• _PASSAGE TO READ_:

######

We make fun of the older guys at the deer camp for using them . I have a Matthews bow . It was 600.00 plus . But i only use it for hunting. I also use cb longs for my 22 with a nnight vision scope . So no little rat is safe.


----------



## TigsMom (Nov 5, 2013)

Houses are pretty close here, heck my neighbor can hear my screen (on the sliding glass door) open. I know because he runs out to chat almost everytime I go out. LOL Nice guy, but wow! Hubby says he thinks our neighbor can smell me. He'd probably hear even the quietest of guns, although he has a big ol' Desert Tortoise too (thinking his Desert Tortoise is 50 yrs old or older, and he's huge and heavy) and probably be happy to hear I got rid of a skunk. LOL, come to think of it, I should tell him about the skunk, he may get it himself.


----------



## mike taylor (Nov 5, 2013)

*Re: RE: Skunk!! Do they bother turtles & tortoises??*



TigsMom said:


> Houses are pretty close here, heck my neighbor can hear my screen (on the sliding glass door) open. I know because he runs out to chat almost everytime I go out. LOL Nice guy, but wow! Hubby says he thinks our neighbor can smell me. He'd probably hear even the quietest of guns, although he has a big ol' Desert Tortoise too (thinking his Desert Tortoise is 50 yrs old or older, and he's huge and heavy) and probably be happy to hear I got rid of a skunk. LOL, come to think of it, I should tell him about the skunk, he may get it himself.



Yeah ,that neighbor sounds a little creepy. I would not be peeing in the backyard with him around .  If the houses are close the rat shot in a 22 it the same as a bb gun but little bbs all at once . By by skunk and no harm to your neighbor stalker.


----------



## AZtortMom (Nov 5, 2013)

######

• _RAW DATA_:
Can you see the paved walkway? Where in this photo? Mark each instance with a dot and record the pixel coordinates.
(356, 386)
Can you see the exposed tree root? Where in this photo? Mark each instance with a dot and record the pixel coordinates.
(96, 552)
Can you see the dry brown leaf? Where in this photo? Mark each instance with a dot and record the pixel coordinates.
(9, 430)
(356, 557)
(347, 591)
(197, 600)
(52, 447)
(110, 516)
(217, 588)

######

• _BRIEF_: Please reproduce, word for word, the section of the skunk thread that starts with the words "## TigsMom (Nov" and finishes with "taylor (Nov 5, 2013)".

• _FULL RESPONSE_:
## TigsMom (Nov 5, 2013)

Houses are pretty close here, heck my neighbor can hear my screen (on the sliding glass door) open. I know because he runs out to chat almost everytime I go out. LOL Nice guy, but wow! Hubby says he thinks our neighbor can smell me. He'd probably hear even the quietest of guns, although he has a big ol' Desert Tortoise too (thinking his Desert Tortoise is 50 yrs old or older, and he's huge and heavy) and probably be happy to hear I got rid of a skunk. LOL, come to think of it, I should tell him about the skunk, he may get it himself.


----------



## mike taylor (Nov 5, 2013)